## WORK INSTRUCTIONS
Exactly the lines below from the one with "outline <item>shop awning</item>, every" up to and including the one with "outline <item>stair-like windmill" make up the answer, with nothing else added.

Collected data:
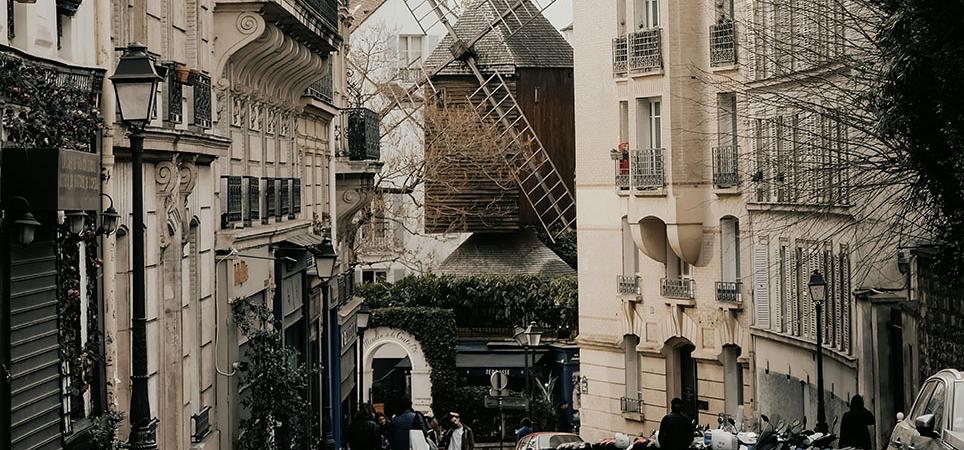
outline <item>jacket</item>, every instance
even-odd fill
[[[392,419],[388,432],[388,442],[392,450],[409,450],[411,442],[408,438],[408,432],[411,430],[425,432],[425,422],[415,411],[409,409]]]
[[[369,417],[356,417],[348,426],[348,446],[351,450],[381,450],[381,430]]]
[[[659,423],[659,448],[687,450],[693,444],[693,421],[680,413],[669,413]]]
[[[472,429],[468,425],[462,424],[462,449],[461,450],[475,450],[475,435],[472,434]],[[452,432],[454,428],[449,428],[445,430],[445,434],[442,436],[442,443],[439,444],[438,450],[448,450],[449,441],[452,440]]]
* * *
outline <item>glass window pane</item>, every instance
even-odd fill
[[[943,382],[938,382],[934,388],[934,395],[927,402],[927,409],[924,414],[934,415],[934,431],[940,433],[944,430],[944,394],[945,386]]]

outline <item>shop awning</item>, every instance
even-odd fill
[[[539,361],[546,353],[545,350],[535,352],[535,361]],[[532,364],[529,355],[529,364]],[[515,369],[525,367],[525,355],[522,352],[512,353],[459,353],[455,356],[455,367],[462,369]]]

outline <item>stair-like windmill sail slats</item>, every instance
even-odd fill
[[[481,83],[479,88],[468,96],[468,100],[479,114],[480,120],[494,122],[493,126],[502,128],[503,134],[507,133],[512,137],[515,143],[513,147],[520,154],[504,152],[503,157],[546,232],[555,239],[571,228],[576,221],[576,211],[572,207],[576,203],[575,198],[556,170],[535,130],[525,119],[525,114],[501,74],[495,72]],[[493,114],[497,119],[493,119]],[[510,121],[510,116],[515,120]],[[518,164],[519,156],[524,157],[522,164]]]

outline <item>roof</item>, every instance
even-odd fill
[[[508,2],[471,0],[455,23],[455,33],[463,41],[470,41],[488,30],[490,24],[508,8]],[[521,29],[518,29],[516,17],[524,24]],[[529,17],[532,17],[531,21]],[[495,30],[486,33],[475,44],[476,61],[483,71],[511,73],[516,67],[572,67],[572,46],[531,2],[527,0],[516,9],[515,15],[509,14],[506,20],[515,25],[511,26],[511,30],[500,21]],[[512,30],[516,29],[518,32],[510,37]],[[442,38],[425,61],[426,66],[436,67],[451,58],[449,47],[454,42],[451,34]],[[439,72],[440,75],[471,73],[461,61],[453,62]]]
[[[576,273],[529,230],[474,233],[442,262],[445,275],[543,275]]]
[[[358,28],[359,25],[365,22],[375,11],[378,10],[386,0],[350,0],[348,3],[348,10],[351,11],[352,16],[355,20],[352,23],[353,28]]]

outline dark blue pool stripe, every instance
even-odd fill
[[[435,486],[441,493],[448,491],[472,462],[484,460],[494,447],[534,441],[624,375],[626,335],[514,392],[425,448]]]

## WRITTEN RESPONSE
outline <item>shop awning</item>, every instance
even-odd fill
[[[539,361],[546,353],[545,350],[535,352],[535,361]],[[532,364],[529,355],[529,364]],[[515,369],[525,367],[525,355],[522,352],[512,353],[459,353],[455,356],[455,367],[462,369]]]

outline <item>stair-like windmill sail slats</item>, every instance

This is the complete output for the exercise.